[Stored data]
########################################

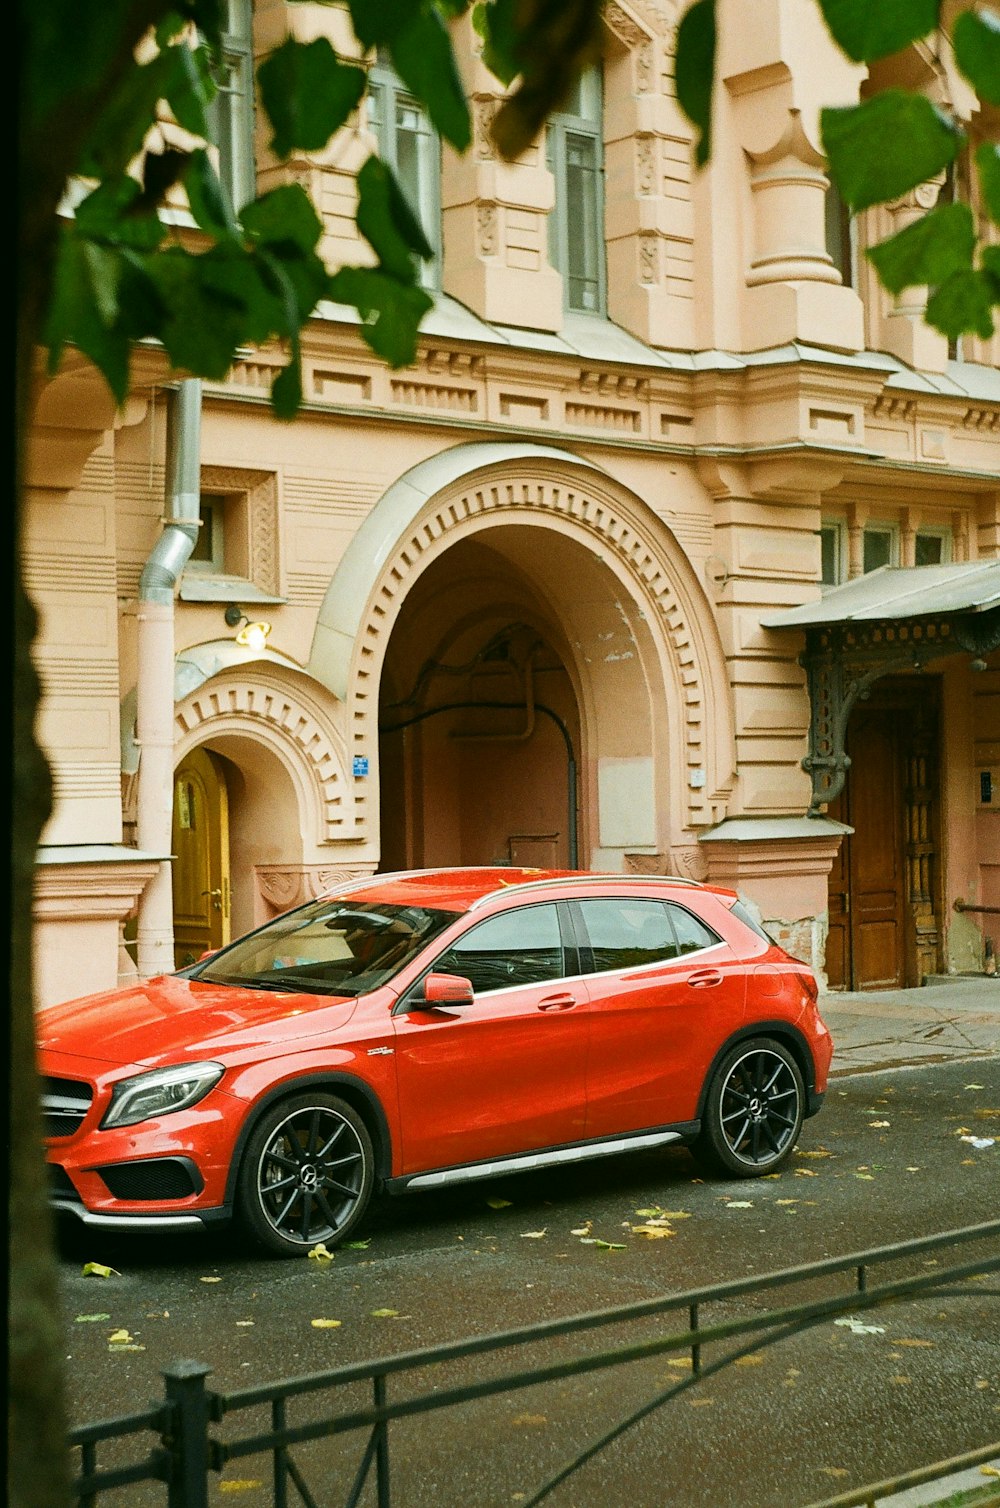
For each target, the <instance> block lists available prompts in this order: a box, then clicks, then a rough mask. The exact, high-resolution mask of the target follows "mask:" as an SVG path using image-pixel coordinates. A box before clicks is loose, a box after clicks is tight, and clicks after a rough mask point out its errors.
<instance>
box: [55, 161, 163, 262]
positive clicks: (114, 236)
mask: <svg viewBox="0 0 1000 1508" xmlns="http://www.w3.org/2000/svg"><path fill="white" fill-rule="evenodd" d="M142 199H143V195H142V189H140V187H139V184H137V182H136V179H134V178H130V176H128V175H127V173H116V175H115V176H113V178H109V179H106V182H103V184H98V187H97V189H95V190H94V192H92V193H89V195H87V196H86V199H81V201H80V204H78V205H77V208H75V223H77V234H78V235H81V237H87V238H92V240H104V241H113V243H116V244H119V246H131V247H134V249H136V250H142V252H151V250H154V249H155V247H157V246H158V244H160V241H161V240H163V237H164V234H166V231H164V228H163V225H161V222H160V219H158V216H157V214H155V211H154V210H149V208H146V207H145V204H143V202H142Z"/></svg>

########################################

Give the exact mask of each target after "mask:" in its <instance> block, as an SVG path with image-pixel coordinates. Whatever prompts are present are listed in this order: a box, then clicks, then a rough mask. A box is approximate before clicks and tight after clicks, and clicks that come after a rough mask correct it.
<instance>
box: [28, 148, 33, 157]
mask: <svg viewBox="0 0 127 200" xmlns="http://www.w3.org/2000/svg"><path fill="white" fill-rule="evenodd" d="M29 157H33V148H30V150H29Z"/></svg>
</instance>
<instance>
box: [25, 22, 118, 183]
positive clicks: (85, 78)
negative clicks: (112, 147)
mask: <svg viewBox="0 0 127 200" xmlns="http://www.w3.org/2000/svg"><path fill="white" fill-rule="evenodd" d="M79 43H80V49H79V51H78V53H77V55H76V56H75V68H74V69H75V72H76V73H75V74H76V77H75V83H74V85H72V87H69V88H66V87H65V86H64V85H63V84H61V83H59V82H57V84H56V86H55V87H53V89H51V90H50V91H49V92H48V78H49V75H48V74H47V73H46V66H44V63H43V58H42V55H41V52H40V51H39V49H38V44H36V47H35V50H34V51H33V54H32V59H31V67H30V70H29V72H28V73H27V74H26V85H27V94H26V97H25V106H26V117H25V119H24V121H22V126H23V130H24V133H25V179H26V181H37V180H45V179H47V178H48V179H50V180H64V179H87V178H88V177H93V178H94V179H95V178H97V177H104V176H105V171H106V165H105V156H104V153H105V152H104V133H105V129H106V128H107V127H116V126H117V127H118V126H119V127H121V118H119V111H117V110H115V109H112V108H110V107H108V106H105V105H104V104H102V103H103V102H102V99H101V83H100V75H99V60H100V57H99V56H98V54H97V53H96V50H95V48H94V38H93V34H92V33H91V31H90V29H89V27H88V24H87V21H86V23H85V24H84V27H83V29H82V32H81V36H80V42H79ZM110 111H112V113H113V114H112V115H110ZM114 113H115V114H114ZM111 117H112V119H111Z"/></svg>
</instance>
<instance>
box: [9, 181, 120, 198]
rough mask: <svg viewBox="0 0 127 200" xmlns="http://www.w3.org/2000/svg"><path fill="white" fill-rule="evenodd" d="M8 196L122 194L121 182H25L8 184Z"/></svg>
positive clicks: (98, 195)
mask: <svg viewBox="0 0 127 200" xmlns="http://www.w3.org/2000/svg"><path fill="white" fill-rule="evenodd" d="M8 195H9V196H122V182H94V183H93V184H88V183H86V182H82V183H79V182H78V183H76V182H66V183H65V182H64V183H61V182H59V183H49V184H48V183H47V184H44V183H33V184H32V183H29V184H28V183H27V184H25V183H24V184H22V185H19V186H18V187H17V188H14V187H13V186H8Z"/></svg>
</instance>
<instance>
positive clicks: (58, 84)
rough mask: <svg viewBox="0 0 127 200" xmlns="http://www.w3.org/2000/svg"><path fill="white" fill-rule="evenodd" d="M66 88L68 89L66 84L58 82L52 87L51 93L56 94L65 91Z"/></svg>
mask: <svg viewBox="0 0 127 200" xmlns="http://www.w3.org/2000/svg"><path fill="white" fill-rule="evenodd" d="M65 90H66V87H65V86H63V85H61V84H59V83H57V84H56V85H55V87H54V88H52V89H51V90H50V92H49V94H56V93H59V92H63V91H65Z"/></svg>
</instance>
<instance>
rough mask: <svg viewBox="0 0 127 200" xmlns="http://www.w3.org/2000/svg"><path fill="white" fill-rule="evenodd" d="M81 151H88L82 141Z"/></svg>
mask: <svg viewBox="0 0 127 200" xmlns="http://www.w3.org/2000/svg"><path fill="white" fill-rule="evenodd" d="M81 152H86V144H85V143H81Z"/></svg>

########################################

[Action item]: Copy out every line of the data that includes the word "after".

[Solution to this task]:
For each target, the <instance> block lists available prompts in this order: a box, then clicks, then a rough mask. The exact, high-resolution mask of the target follows "mask:" as an SVG path using image-pixel coordinates. A box before clicks is loose, a box after clicks is tight, and clicks after a rough mask point out its errors.
Give the exact mask of each target after "mask:" in its <instance> block, as an SVG path with image-pixel coordinates. Whatever prompts are present are listed in this order: a box, then clicks, then a rough mask. A box is approximate before clicks and tight after clicks, and clicks that come after a rough mask correct it.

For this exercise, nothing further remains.